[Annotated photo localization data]

= = = = =

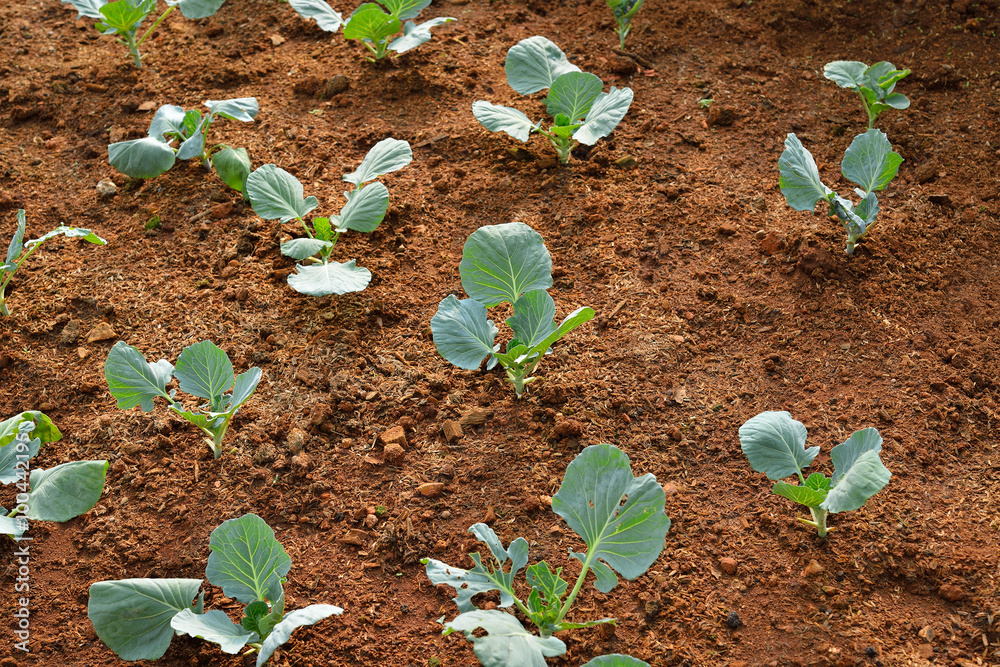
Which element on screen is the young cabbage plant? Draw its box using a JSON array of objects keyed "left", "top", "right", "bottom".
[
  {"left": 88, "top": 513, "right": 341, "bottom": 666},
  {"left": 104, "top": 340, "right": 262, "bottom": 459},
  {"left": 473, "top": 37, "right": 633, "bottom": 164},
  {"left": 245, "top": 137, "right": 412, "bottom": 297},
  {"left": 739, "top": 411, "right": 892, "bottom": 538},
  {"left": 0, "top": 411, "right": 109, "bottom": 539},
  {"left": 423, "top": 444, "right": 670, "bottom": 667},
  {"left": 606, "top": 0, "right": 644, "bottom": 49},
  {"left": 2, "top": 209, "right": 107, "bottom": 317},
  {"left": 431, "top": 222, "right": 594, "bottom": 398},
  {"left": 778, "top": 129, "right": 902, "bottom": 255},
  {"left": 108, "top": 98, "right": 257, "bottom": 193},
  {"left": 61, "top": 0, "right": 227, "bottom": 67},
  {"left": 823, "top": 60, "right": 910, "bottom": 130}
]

= = = = =

■ Your instructions ■
Each entry above should be written out again exactly, without its pictures.

■ Response area ■
Which element on screen is the young cabbage plant? Draw its box using a JSON array of objects keyed "left", "top", "right", "bottom".
[
  {"left": 88, "top": 513, "right": 341, "bottom": 666},
  {"left": 104, "top": 340, "right": 262, "bottom": 459},
  {"left": 473, "top": 37, "right": 633, "bottom": 164},
  {"left": 245, "top": 137, "right": 412, "bottom": 297},
  {"left": 739, "top": 411, "right": 892, "bottom": 538},
  {"left": 0, "top": 411, "right": 109, "bottom": 539},
  {"left": 423, "top": 444, "right": 670, "bottom": 667},
  {"left": 606, "top": 0, "right": 644, "bottom": 49},
  {"left": 2, "top": 209, "right": 107, "bottom": 317},
  {"left": 431, "top": 222, "right": 594, "bottom": 398},
  {"left": 778, "top": 129, "right": 902, "bottom": 255},
  {"left": 108, "top": 98, "right": 257, "bottom": 193},
  {"left": 61, "top": 0, "right": 227, "bottom": 67},
  {"left": 823, "top": 60, "right": 910, "bottom": 130}
]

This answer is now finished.